== Material erkunden ==
1. Wiederholen Sie aus dem Interview zur Kanalrobotik wortgetreu den Abschnitt, der mit „Maschinen und Geräte, die“ beginnt und bis einschließlich „und automatische Reparatur.“ reicht.
2. Entscheiden Sie für jede der folgenden Aussagen mit Ja oder Nein, ob sie mit dem Interview zur Kanalrobotik übereinstimmt, und belegen Sie die Entscheidung mit den ausschlaggebenden Worten des Interviews als wörtlichem Zitat. (a) Nach der geäußerten Einschätzung müssen 18 Prozent des deutschen Kanalnetzes kurzfristig saniert oder ausgetauscht werden. (b) Hydraulische Antriebe werden als wenig robust beschrieben. (c) Bisher werden überwiegend bürstenlose Antriebe verwendet.

===== Vorliegender Text

Die Länge des deutschen Kanalnetzes beträgt knapp 600.000 Kilometer. 18 Prozent davon müssen nach unserer Einschätzung kurzfristig saniert oder ausgetauscht werden. Ich gehe davon aus, dass der Bedarf in anderen Ländern ähnlich oder noch größer ist.
Was sind die Herausforderungen und Trends in der Kanalrobotik?
Maschinen und Geräte, die im Kanal arbeiten, brauchen robuste und langlebige Technik auf kleinsten Raum. Man kann nur selten auf Standardlösungen zurückgreifen, die meisten Komponenten entwickeln wir daher selbst. Was die Bedienung angeht, müssen wir von einem zunehmenden Facharbeitermangel ausgehen. Es gilt also Menschen durch intelligente Technik zu ersetzen, die man auch ohne Facharbeiterausbildung bedienen kann. Der Trend geht in Richtung automatisches Anfahren der Schadenstelle und automatische Reparatur.
Wie kam FAULHABER bei Ihnen ins Spiel?
Für viel Kraft bei kleinstem Volumen braucht man entsprechende Motoren. Im Produktportfolio von FAULHABER finden sich Motoren, die alle unsere Anforderungen erfüllen, zum Beispiel für den Fahrantrieb des Roboters, der ein sehr schweres Kabel ziehen muss, oder für die den Miniaturscheibenwischer einer kleinen Kamera.
Wie wägen Sie zwischen hydraulischen und elektrischen Antrieben ab?
Hydraulische Antriebe sind sehr robust, haben aber in unserem Anwenderspektrum einen begrenzten Wirkungsgrad. Dazu kommen Lärmbelastung und Abgase durch den Generator und das Hydraulikaggregat. Das gilt es insbesondere bei Arbeiten in Innenstädten und Wohngebieten zu verhindern. Mit elektrischen Antrieben und Batterien können wir die Robotersysteme emissionsfrei und praktisch geräuschlos betreiben.
Welche Antriebstechnologien werden künftig eine Rolle spielen?
Bisher verwenden wir überwiegend bürstenbehaftete Antriebe, weil früher die passenden Ansteuermöglichkeiten für bürstenlose Antriebe in unseren Maschinen fehlten. Der Regler muss direkt am Motor sitzen, denn man kann ihn nicht über eine 150 Meter lange Versorgungsleitung ansteuern. Unsere neueste Technologie arbeitet mit dem CAN Bus, mit dem man auch bürstenlose Motoren ansteuern kann. Der Trend geht zu Bus-Technologie und bürstenlosem Antrieb. Bürstenlose Motoren arbeiten mit geringerem Verschleiß, können geregelt und programmiert werden.
Welche Wünsche haben Sie an die Antriebstechnik?
Geringer Bauraum und hohe Leistungsdichte, sowohl für den Motor als auch für die Elektronik, haben für uns höchste Priorität. Natürlich kombiniert mit Robustheit und Langlebigkeit.
Was sind die besonderen Stärken von Pipetronics?

==========
===== Datenauszug

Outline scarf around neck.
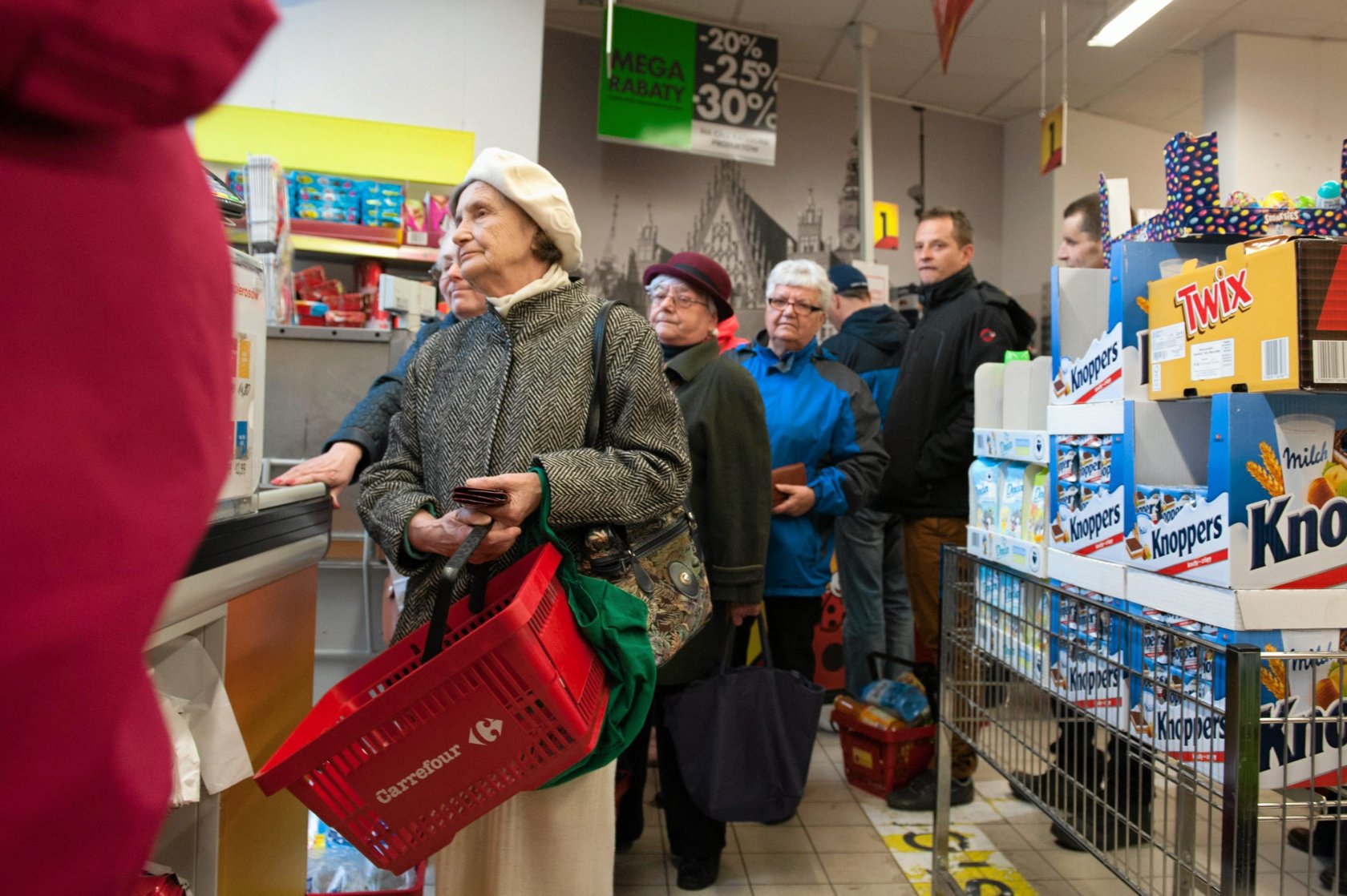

==========

== Lösungen der Aufgaben ==
1.
Maschinen und Geräte, die im Kanal arbeiten, brauchen robuste und langlebige Technik auf kleinsten Raum. Man kann nur selten auf Standardlösungen zurückgreifen, die meisten Komponenten entwickeln wir daher selbst. Was die Bedienung angeht, müssen wir von einem zunehmenden Facharbeitermangel ausgehen. Es gilt also Menschen durch intelligente Technik zu ersetzen, die man auch ohne Facharbeiterausbildung bedienen kann. Der Trend geht in Richtung automatisches Anfahren der Schadenstelle und automatische Reparatur.

2.
(a) Ja: „18 Prozent davon müssen nach unserer Einschätzung kurzfristig saniert oder ausgetauscht werden.“
(b) Nein: „Hydraulische Antriebe sind sehr robust“
(c) Nein: „Bisher verwenden wir überwiegend bürstenbehaftete Antriebe“